start SELECTED TEXT

Conditional KRR: Injecting Unpenalized Features into Kernel Methods with Applications to Kernel Thresholding¶

Conference: ICML2026
arXiv: 2605.26067
Code: None
Area: Machine Learning Theory
Keywords: Conditional Kernel Ridge Regression, Conditionally Positive Definite Kernels, Residual Kernels, Kernel Thresholding, Unpenalized Features

TL;DR¶

This paper proposes the Conditional Kernel Ridge Regression (Conditional KRR) framework, which injects a set of unpenalized features into kernel methods. By reducing it to standard KRR via a residual kernel, the authors prove that the reduction cost is \(\mathcal{O}(1/\sqrt{N})\). Furthermore, the study identifies sufficient conditions for Conditional KRR to outperform standard KRR under both hard thresholding (top-k eigenfunctions) and soft thresholding (random Gaussian features) settings.

end SELECTED TEXT
start PROVIDED MATERIAL

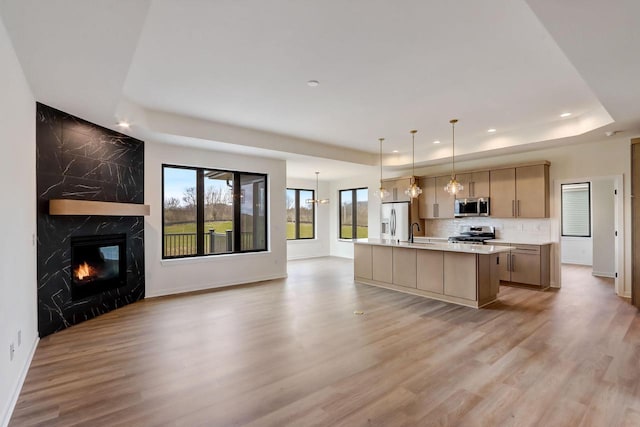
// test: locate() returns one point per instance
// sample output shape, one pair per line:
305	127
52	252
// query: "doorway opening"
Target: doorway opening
591	226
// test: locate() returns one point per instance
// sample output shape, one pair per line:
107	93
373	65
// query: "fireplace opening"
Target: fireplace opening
98	263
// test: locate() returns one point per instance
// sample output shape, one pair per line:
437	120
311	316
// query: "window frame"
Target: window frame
354	212
562	232
296	207
200	218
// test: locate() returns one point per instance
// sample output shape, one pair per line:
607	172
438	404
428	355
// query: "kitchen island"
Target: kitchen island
453	272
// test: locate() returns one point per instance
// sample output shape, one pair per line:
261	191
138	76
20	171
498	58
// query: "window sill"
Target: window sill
208	258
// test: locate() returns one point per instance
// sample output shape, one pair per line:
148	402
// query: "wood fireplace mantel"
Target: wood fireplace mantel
91	207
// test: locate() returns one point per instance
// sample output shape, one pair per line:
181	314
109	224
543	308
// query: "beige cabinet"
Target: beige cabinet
521	192
382	263
430	272
459	270
435	202
526	264
404	267
427	200
475	184
503	193
362	265
395	189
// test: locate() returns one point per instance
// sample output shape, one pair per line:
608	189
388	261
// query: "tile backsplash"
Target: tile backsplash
506	228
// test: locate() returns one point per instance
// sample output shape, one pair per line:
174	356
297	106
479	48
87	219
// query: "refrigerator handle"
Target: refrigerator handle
393	222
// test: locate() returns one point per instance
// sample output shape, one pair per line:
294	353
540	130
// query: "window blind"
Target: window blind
576	210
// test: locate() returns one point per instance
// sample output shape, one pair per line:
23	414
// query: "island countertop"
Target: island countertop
438	246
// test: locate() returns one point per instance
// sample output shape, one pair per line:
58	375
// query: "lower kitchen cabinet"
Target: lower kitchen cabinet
362	261
430	271
404	267
382	263
459	277
459	270
526	264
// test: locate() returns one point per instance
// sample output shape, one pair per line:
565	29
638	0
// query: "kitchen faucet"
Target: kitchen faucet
411	231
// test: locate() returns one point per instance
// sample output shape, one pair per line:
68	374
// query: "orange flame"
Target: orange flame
84	270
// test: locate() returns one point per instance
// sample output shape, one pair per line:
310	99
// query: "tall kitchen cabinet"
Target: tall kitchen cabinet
435	202
520	192
635	222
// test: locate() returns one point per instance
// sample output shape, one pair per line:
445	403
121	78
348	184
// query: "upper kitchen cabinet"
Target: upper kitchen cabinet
435	202
395	188
475	184
444	200
521	192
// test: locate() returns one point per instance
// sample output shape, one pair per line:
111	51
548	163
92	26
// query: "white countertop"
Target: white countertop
539	242
437	246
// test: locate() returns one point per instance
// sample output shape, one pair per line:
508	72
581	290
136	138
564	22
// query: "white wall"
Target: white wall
371	180
318	247
603	218
17	253
576	250
182	275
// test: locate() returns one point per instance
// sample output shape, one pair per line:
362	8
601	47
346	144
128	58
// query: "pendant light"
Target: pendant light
317	200
382	192
453	187
413	191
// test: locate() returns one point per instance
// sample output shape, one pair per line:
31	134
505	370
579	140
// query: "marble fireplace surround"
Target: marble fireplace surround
80	161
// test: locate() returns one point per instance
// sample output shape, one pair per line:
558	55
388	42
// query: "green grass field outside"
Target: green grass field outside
190	227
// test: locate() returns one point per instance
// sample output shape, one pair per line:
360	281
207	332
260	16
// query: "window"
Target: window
300	214
209	212
354	213
576	210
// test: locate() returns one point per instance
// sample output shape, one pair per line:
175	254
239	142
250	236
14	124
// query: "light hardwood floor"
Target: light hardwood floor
292	352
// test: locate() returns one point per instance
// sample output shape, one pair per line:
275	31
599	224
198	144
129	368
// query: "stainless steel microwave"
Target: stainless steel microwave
471	207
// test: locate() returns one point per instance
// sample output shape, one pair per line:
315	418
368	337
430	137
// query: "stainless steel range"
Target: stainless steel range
476	235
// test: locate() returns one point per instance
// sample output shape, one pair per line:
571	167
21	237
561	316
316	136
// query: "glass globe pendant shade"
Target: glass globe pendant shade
413	191
382	193
453	187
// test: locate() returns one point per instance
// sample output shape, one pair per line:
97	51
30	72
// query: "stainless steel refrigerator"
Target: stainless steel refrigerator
395	221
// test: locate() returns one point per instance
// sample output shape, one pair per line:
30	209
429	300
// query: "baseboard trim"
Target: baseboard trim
184	290
603	274
23	375
296	258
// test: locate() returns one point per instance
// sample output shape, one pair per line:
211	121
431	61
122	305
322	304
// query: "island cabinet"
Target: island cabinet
521	192
526	264
404	267
475	184
434	271
395	189
382	264
435	202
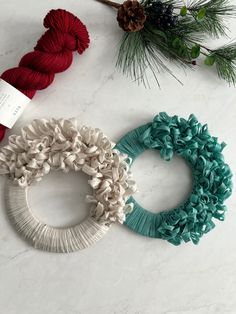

end PROVIDED MATERIAL

* WHAT NEEDS TO BE DONE: According to the Conditional KRR summary, what is used to reduce Conditional KRR to standard KRR? The lines above have no connection to the Conditional KRR summary.

* RESPONSE: A residual kernel.